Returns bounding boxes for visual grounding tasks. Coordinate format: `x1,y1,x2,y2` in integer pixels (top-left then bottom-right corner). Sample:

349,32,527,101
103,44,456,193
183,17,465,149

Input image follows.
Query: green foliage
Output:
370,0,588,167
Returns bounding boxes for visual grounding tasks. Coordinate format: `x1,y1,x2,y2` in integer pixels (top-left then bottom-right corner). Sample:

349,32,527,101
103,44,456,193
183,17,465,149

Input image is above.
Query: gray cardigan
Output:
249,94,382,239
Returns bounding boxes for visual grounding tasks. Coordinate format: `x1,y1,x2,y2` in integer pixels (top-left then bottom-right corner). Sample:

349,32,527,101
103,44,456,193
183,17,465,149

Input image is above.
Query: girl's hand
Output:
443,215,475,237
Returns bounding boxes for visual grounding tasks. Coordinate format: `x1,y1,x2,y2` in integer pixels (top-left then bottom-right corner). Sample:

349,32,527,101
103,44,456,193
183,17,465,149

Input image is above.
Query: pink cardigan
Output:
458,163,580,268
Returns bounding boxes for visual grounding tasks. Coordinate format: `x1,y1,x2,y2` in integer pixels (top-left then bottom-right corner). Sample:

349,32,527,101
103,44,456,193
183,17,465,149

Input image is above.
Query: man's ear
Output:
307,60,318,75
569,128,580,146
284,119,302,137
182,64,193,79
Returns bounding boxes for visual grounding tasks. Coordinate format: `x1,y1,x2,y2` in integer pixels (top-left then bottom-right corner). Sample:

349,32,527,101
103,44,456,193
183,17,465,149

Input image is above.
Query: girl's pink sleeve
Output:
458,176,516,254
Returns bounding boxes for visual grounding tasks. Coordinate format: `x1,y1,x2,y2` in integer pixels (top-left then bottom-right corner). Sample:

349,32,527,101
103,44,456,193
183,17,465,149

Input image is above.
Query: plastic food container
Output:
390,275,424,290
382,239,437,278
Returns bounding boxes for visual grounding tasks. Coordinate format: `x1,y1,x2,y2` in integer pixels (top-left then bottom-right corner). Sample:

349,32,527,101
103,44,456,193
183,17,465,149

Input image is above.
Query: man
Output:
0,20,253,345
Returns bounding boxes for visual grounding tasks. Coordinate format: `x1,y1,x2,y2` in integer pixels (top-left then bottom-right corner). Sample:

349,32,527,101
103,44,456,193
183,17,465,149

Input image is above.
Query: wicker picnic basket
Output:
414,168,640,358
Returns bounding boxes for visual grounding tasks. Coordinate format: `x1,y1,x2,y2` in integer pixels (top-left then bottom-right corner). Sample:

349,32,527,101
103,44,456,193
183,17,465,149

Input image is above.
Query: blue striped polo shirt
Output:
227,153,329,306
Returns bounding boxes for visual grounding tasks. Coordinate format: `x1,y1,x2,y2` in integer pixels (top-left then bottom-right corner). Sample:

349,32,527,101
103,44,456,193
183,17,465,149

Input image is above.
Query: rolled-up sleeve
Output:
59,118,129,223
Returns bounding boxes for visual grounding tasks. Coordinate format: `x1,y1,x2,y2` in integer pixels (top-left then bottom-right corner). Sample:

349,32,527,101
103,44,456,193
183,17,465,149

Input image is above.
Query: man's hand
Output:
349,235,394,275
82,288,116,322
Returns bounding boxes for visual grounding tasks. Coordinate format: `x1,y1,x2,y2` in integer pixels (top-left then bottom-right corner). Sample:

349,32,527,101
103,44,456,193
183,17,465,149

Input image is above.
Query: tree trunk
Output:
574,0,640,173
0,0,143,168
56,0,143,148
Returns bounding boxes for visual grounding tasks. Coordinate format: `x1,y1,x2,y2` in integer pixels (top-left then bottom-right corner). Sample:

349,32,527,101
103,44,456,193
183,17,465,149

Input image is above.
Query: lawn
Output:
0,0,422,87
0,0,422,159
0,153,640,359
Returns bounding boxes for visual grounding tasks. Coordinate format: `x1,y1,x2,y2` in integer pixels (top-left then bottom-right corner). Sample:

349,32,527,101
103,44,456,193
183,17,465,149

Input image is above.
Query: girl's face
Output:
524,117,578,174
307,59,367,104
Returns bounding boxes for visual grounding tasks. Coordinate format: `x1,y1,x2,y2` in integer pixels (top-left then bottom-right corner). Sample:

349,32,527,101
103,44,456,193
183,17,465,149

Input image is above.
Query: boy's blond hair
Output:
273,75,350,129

Goal of the exercise: Pick out and copy every line in the rows above that contains the string "cardigan". Matching is case-sensitive.

Problem solution:
Query: gray cardigan
Query: pink cardigan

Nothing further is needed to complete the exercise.